(Dataset extract begins)

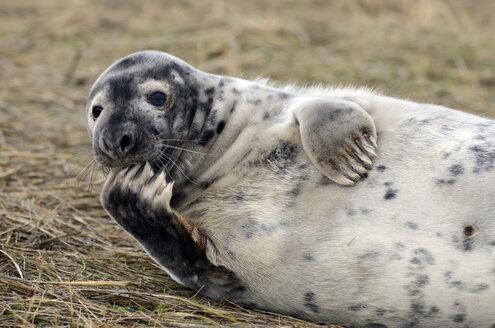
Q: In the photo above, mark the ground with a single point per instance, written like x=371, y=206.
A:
x=63, y=262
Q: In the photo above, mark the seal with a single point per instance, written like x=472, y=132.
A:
x=276, y=197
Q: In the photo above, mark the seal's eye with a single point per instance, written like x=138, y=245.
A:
x=96, y=111
x=157, y=99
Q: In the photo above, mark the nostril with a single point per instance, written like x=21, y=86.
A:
x=105, y=145
x=125, y=142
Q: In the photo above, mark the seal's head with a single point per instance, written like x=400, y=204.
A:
x=140, y=106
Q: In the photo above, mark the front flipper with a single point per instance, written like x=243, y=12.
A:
x=139, y=201
x=339, y=137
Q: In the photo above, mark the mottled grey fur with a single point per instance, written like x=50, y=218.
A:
x=252, y=216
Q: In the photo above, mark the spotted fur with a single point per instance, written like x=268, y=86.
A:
x=253, y=216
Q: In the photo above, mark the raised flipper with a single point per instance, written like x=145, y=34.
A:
x=139, y=200
x=339, y=137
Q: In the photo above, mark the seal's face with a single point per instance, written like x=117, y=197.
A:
x=141, y=109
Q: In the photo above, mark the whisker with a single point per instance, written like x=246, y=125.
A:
x=184, y=149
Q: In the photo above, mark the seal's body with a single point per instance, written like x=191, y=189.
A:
x=254, y=209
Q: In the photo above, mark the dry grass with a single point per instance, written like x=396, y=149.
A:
x=62, y=261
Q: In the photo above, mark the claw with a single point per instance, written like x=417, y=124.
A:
x=355, y=165
x=341, y=177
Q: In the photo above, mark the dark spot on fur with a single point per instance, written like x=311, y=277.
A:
x=357, y=307
x=240, y=289
x=324, y=181
x=375, y=325
x=456, y=169
x=176, y=199
x=220, y=126
x=390, y=193
x=309, y=298
x=283, y=154
x=461, y=317
x=206, y=137
x=232, y=109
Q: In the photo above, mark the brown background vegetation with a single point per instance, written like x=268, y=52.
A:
x=62, y=261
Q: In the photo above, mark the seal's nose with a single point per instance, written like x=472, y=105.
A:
x=116, y=147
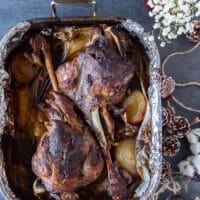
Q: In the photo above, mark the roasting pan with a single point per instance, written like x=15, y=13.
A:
x=18, y=35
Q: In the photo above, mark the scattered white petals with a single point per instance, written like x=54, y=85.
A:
x=196, y=163
x=173, y=17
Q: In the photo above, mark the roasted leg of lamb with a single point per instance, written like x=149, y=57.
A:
x=67, y=157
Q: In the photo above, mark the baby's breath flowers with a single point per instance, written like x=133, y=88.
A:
x=173, y=17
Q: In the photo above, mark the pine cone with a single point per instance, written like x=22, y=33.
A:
x=167, y=114
x=166, y=171
x=171, y=146
x=167, y=86
x=175, y=197
x=194, y=36
x=178, y=126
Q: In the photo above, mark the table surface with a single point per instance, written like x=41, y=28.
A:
x=184, y=68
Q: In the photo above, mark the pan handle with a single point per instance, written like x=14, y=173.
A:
x=61, y=2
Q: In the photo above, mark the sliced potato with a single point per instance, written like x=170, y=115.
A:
x=135, y=105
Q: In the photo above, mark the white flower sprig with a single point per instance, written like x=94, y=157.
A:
x=173, y=17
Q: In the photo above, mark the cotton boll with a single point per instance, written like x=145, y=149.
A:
x=196, y=163
x=195, y=148
x=186, y=168
x=192, y=138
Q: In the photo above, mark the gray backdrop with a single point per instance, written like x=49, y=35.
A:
x=182, y=68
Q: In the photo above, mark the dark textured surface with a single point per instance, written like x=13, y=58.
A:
x=182, y=68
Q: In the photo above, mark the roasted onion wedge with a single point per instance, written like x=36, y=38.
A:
x=135, y=105
x=125, y=155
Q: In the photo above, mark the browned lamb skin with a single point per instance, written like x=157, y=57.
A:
x=99, y=77
x=67, y=157
x=96, y=76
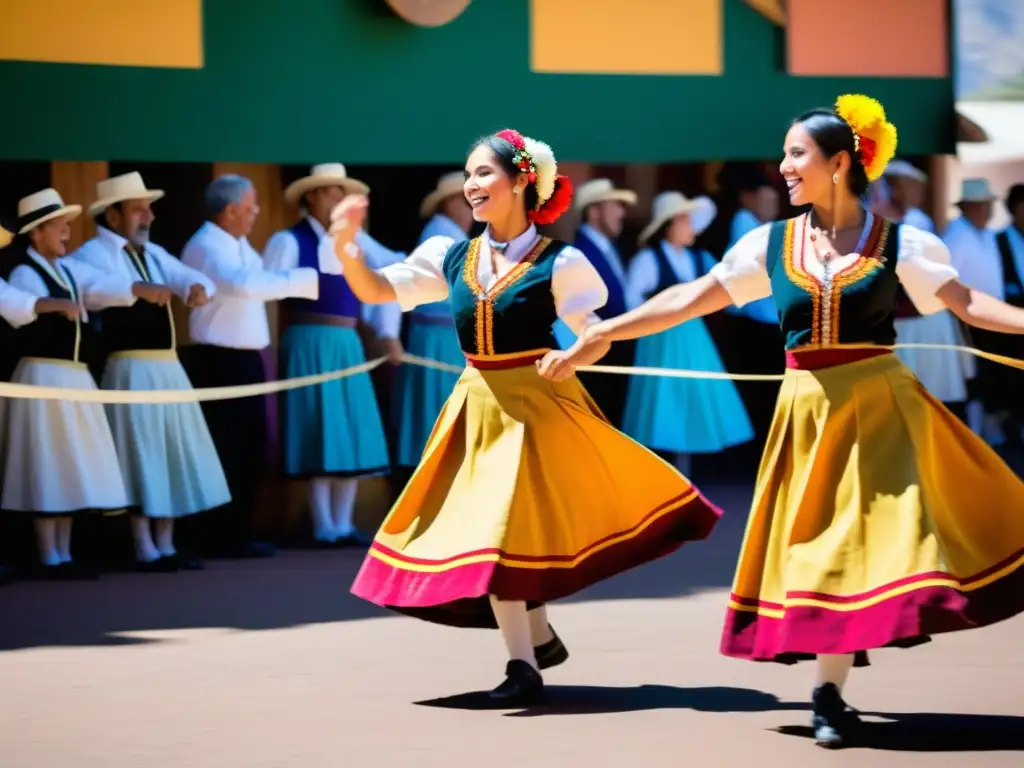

(Dataset extract ends)

§ **Prompt**: Transcribe exactly the lines that go from the one holding "Q: In the photo above, mark the browned" through the last line of the entries, both included, and nothing besides them. Do not include any pictures.

§ **Answer section**:
Q: In the photo above, mark the browned lamb skin with a single point per instance, written like x=157, y=57.
A:
x=99, y=77
x=67, y=157
x=96, y=76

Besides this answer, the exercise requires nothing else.